# [What is required]
Rewrite the entries starting with the line that contains "In this photo, point at the red" and going on through the line that contains "In this photo, point at the window, one", replacing "green jacket" with "gray coat" and leaving everything else unchanged.

(Coordinate annotation records)
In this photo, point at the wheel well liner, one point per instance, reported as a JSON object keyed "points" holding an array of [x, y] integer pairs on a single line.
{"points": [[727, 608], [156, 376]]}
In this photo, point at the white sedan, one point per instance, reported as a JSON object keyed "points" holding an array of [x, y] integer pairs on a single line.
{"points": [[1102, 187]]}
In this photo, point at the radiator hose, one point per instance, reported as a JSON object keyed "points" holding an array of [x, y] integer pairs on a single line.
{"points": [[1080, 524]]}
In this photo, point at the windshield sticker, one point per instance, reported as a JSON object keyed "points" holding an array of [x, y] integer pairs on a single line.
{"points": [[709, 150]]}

==

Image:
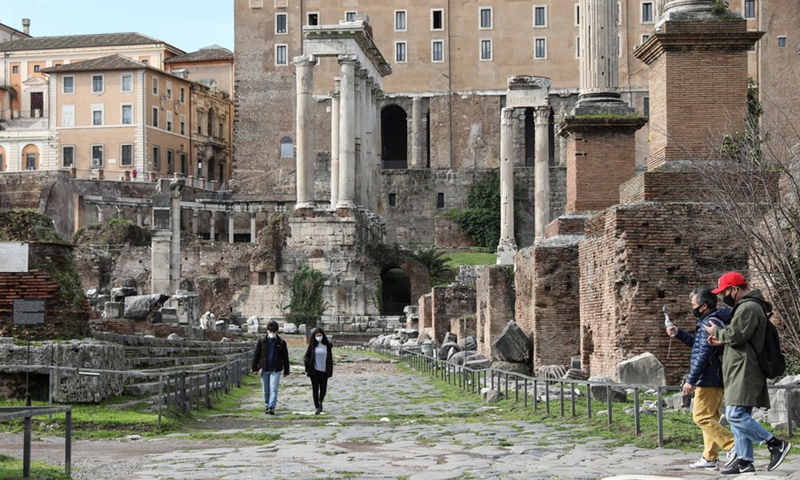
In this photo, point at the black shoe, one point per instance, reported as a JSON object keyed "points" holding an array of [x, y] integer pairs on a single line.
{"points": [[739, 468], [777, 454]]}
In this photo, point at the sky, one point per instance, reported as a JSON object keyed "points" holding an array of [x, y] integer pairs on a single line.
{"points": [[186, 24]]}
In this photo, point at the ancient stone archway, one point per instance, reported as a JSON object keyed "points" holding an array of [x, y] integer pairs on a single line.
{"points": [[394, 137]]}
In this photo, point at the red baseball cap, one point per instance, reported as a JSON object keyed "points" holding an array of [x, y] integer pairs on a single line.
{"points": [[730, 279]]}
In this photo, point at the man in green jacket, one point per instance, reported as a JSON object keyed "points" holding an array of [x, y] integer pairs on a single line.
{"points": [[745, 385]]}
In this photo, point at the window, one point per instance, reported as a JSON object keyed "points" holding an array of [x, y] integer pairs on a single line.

...

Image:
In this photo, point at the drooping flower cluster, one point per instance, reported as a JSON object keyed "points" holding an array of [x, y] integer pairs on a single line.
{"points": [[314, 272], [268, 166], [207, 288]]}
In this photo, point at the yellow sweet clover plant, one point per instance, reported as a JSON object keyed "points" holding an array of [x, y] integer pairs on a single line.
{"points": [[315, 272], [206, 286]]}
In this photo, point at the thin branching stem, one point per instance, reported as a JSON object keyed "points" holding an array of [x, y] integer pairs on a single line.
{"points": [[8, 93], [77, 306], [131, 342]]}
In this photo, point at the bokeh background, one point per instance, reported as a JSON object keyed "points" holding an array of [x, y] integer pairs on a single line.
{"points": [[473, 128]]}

# [Solution to this problem]
In this photo, point at the red baseball cap, one point per instance, reported as a JSON object keyed "points" holding an array of [x, y] integer pairs on a single line.
{"points": [[730, 279]]}
In this photo, point at the man in gray coat, one point per instance, reported as a JSON object keyed "points" holding an array of [x, y] integer pairs on a single line.
{"points": [[745, 385]]}
In this photo, point at the window, one point per instance, reported as a JSON object keyed "points" holding an array of [x, y] integer pairs on a single line.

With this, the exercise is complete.